===== Task material

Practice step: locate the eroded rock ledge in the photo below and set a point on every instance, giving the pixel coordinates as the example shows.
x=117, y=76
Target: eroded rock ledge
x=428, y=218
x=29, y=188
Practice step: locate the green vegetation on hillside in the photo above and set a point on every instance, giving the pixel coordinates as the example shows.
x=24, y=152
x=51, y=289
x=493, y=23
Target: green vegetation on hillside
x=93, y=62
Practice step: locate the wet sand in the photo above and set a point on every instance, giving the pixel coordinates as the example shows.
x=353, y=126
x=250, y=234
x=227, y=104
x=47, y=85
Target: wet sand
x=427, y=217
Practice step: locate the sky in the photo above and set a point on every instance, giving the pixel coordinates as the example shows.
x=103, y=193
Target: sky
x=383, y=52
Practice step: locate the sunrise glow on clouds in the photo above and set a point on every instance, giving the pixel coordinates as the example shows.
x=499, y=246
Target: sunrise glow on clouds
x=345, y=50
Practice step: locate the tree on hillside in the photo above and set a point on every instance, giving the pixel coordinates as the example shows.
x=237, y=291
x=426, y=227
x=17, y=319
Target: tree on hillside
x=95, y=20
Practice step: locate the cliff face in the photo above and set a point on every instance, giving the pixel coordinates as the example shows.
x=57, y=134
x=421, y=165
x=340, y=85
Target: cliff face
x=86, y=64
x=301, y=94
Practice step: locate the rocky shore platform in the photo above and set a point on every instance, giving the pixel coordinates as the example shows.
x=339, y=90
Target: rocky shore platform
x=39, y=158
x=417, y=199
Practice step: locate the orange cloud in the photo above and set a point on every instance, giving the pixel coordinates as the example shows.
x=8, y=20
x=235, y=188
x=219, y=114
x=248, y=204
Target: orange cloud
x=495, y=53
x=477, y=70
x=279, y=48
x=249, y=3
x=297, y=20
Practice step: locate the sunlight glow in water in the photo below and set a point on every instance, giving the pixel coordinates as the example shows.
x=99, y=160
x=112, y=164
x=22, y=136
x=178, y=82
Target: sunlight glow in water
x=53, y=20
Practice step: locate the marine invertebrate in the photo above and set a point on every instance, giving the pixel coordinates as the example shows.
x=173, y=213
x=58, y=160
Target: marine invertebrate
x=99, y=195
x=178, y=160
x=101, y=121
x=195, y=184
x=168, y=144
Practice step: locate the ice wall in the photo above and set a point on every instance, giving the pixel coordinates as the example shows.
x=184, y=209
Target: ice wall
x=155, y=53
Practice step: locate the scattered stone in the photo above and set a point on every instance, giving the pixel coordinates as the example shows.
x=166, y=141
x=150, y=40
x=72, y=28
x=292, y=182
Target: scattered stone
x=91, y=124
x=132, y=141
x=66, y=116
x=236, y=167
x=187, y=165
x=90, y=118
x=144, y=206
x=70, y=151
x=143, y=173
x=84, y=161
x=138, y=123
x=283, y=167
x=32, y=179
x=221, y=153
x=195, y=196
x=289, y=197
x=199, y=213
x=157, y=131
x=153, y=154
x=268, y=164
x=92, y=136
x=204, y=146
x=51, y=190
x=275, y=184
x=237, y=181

==========

*Goal*
Could you give all of the material above again, renaming every "Practice step" as "Exercise" and leaving the rest unchanged?

*Full answer*
Exercise: locate the eroded rock ledge in the photo below and set a point on every instance, giving the pixel coordinates as the example shows.
x=117, y=76
Target: eroded rock ledge
x=428, y=218
x=29, y=188
Exercise: locate the green vegetation on hillside in the photo above and set a point on every instance, giving the pixel coordinates as the example shows.
x=24, y=152
x=51, y=289
x=493, y=23
Target: green vegetation on hillside
x=93, y=62
Exercise: locate the wet sand in the photo above and set a point on every instance, giving the pixel coordinates as the example shows.
x=353, y=126
x=250, y=234
x=227, y=104
x=47, y=85
Target: wet sand
x=427, y=217
Exercise: locate the sky in the photo above and set a point on every instance, giving the pixel coordinates as the example shows.
x=103, y=193
Target: sky
x=383, y=52
Exercise: locate the sunrise glow on clouds in the photo above and set a point on every instance, giving the pixel coordinates as the example shows.
x=499, y=246
Target: sunrise glow on clouds
x=345, y=50
Exercise: locate the tree on hillside in the photo above and set a point on every instance, giving the pixel coordinates as the example shows.
x=237, y=291
x=426, y=227
x=17, y=319
Target: tree on hillside
x=95, y=20
Exercise: locate the cliff face in the photo above and set a point on every instance, giving the pixel coordinates as the example shows.
x=57, y=134
x=421, y=165
x=340, y=85
Target: cliff face
x=86, y=64
x=301, y=94
Exercise: locate the rocky shore platform in the photo above and set a point on every instance, giving the pixel coordinates as the example shows.
x=339, y=90
Target: rocky shore platform
x=39, y=158
x=417, y=199
Exercise: locate the orange cloud in the photo above and set a point on every instance, giving the pixel coordinates as the example shows.
x=8, y=20
x=235, y=188
x=219, y=114
x=248, y=204
Target: orange cloud
x=495, y=53
x=477, y=70
x=279, y=48
x=249, y=3
x=297, y=20
Exercise: locate the sunlight glow in water in the photo below and set a point on every instance, giving the pixel coordinates as the example shows.
x=99, y=160
x=112, y=164
x=22, y=136
x=178, y=82
Target: sunlight glow in water
x=53, y=20
Exercise: locate the marine invertebrate in the photo above and set a point on every instance, giving the pixel coordinates as the example shows.
x=173, y=213
x=58, y=160
Target: marine invertebrate
x=99, y=195
x=178, y=160
x=101, y=121
x=195, y=184
x=168, y=144
Exercise: locate the ice wall in the photo above and set a point on every instance, giving the pixel coordinates as the example shows.
x=184, y=209
Target: ice wall
x=155, y=53
Exercise: locate the scattered stone in the photo above and set a point on every instance, giving the pixel coordinates as the example shows.
x=166, y=141
x=150, y=40
x=72, y=28
x=292, y=182
Target: scattered stone
x=91, y=124
x=132, y=141
x=66, y=116
x=236, y=167
x=187, y=165
x=90, y=118
x=144, y=206
x=70, y=151
x=143, y=173
x=84, y=161
x=138, y=123
x=283, y=167
x=32, y=179
x=221, y=153
x=195, y=196
x=289, y=197
x=199, y=213
x=157, y=131
x=153, y=154
x=268, y=164
x=92, y=136
x=204, y=146
x=51, y=190
x=275, y=184
x=237, y=181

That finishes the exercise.